#### [What is asked]
Copy the data below word for word, leaving out the picture.

#### [Records for this task]
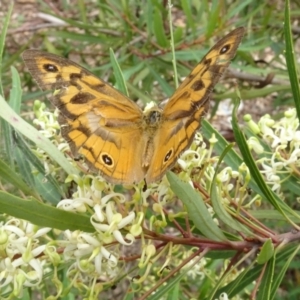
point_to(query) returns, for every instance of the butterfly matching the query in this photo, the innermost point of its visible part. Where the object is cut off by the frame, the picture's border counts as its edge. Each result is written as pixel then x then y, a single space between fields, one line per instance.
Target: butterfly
pixel 111 131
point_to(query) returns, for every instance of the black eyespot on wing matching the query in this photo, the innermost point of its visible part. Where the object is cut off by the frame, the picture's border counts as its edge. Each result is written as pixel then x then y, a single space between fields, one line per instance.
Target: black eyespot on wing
pixel 225 49
pixel 50 68
pixel 207 62
pixel 82 98
pixel 168 155
pixel 198 85
pixel 107 160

#### [Finished answer]
point_to(query) returns, for every instance of the butterfly matching the query in this photo, the innermost point of its visible part. Where the object is cut off by the frame, the picture's border counts as its edge. Each result is written as pixel then x then y, a single space between fields, one line per instance.
Target: butterfly
pixel 111 131
point_to(query) returns, for every instance of the black eyespot on wing matching the query in this photo, the innermost point of its visible part. Where the object is cut off by the frame, the picture's border counts as its edge. Each result is written as pixel then x then y, a single space between fields, one line per instance.
Target: black eyespot on wing
pixel 225 49
pixel 50 68
pixel 207 62
pixel 82 98
pixel 168 155
pixel 198 85
pixel 107 160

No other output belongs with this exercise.